Point localization data:
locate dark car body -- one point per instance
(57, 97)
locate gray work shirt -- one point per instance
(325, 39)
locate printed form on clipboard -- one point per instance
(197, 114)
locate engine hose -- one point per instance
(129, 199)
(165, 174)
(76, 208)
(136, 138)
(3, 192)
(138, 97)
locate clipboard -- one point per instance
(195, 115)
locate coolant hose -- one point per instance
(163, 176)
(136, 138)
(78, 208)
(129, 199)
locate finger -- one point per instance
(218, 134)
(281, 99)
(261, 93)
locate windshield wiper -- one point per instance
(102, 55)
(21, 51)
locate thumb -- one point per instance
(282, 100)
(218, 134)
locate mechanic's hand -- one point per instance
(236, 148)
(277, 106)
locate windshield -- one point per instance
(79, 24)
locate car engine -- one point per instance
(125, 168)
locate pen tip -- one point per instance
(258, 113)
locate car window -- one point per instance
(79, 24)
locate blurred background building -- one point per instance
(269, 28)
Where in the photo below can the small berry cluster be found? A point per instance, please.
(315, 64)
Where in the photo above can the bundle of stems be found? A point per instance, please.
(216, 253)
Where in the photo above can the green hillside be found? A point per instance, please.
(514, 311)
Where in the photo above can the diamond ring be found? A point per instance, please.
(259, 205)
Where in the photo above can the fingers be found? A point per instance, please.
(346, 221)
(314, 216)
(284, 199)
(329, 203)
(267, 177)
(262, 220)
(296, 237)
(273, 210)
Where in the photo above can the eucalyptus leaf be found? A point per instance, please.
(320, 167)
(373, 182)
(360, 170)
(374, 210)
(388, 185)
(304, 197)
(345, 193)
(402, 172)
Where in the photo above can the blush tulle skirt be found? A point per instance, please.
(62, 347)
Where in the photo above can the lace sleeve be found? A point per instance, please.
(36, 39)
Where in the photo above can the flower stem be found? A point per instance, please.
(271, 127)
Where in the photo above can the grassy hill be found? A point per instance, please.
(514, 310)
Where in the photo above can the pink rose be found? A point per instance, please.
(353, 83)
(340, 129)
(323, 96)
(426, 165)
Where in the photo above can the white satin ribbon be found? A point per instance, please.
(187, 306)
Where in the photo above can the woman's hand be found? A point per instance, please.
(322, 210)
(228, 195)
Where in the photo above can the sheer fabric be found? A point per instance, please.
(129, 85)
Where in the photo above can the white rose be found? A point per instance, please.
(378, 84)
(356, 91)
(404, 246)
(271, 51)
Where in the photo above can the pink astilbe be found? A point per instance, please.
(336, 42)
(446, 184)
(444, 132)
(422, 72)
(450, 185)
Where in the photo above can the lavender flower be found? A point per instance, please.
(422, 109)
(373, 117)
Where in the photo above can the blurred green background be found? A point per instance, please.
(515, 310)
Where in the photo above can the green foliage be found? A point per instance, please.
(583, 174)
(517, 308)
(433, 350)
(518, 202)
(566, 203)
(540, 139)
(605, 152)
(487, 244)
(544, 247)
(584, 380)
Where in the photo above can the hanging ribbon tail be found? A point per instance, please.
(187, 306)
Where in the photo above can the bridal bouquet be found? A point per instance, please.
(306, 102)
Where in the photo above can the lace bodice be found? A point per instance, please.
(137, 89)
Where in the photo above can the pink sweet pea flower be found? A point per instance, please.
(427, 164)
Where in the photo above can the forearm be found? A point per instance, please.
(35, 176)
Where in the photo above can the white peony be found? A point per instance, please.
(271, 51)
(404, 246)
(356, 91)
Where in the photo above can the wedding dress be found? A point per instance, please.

- **Problem details**
Nothing in the data may differ; print all of it exactly as written.

- **Answer area**
locate dark car body -- one point per instance
(57, 97)
locate gray work shirt -- one point per instance
(325, 39)
locate printed form on clipboard -- one point per instance
(197, 114)
locate engine hose -- one point per instance
(129, 199)
(165, 174)
(76, 208)
(136, 138)
(3, 192)
(138, 97)
locate clipboard -- one point per instance
(195, 115)
locate coolant hose -- one point per instance
(163, 176)
(136, 138)
(78, 208)
(129, 199)
locate finger -- one point per instance
(218, 134)
(281, 99)
(261, 93)
locate windshield wiper -- one point per instance
(102, 55)
(21, 51)
locate thumb -- one point per instance
(282, 100)
(218, 134)
locate mechanic's hand -- one point per instance
(236, 148)
(277, 106)
locate windshield -- one point per instance
(79, 24)
locate car engine -- one point per instance
(125, 168)
locate pen tip -- one point per instance
(258, 113)
locate car window -- one point per instance
(79, 24)
locate blurred background building -- one point per instance
(269, 28)
Where in the photo below can the small berry cluster be found? A point per instance, please.
(315, 64)
Where in the photo above can the bundle of stems be found? A point per instance, please.
(216, 253)
Where in the photo above can the green hillside be found? A point per instance, please.
(514, 311)
Where in the photo above can the diamond ring be found? A point per instance, please.
(259, 205)
Where in the photo above can the fingers be found? A point per instance, please.
(346, 221)
(314, 216)
(284, 199)
(329, 203)
(267, 177)
(262, 220)
(296, 237)
(273, 210)
Where in the photo above can the eucalyptus leaf be found? A point per instance, please.
(320, 167)
(373, 182)
(360, 170)
(374, 210)
(388, 185)
(304, 197)
(345, 193)
(402, 172)
Where in the photo above can the blush tulle skirt be found? A point per instance, please.
(62, 347)
Where in the photo above can the lace sleeve be found? A point per instance, please.
(36, 39)
Where in the photo above can the flower stem be found? A point per instance, please.
(271, 127)
Where in the photo above can the grassy hill be found? A point per instance, please.
(514, 310)
Where in the photo above can the pink rose be found? A point per instance, please.
(353, 83)
(340, 129)
(323, 96)
(426, 165)
Where in the photo above can the white satin ribbon be found? A point per instance, please.
(187, 306)
Where in the photo above can the woman's hand be found? A point per instance, please.
(322, 210)
(228, 195)
Where in the photo above can the sheer fabric be found? A point per instance, please.
(129, 85)
Where in the photo above can the white rose be found? A point per instance, please.
(378, 84)
(356, 91)
(404, 246)
(271, 51)
Where in the photo above can the pink astilbe be found? A point per instance, please.
(336, 42)
(446, 184)
(444, 132)
(422, 72)
(450, 185)
Where in the photo above can the lavender flower be found? A point per instance, please.
(422, 109)
(373, 117)
Where in the photo above can the blurred green background be found? A point per instance, please.
(515, 310)
Where in the photo above can the green foliage be found? A point per instance, please.
(583, 174)
(517, 308)
(433, 350)
(518, 202)
(566, 203)
(540, 139)
(605, 152)
(487, 244)
(544, 247)
(584, 380)
Where in the photo above can the hanging ribbon tail be found? A point per instance, please.
(187, 306)
Where in the photo above can the bridal bouquet be found? A point per instance, please.
(306, 102)
Where in the photo above can the lace bodice be found? A point per instance, please.
(137, 89)
Where in the photo above can the pink sweet pea flower be found? A point per instance, please.
(427, 164)
Where in the photo above can the forearm be found? A point per instance, please.
(35, 176)
Where in the photo above can the white peony be found? A point per instance, please.
(271, 51)
(404, 246)
(356, 91)
Where in the photo above can the wedding dress be found? A point per instance, please.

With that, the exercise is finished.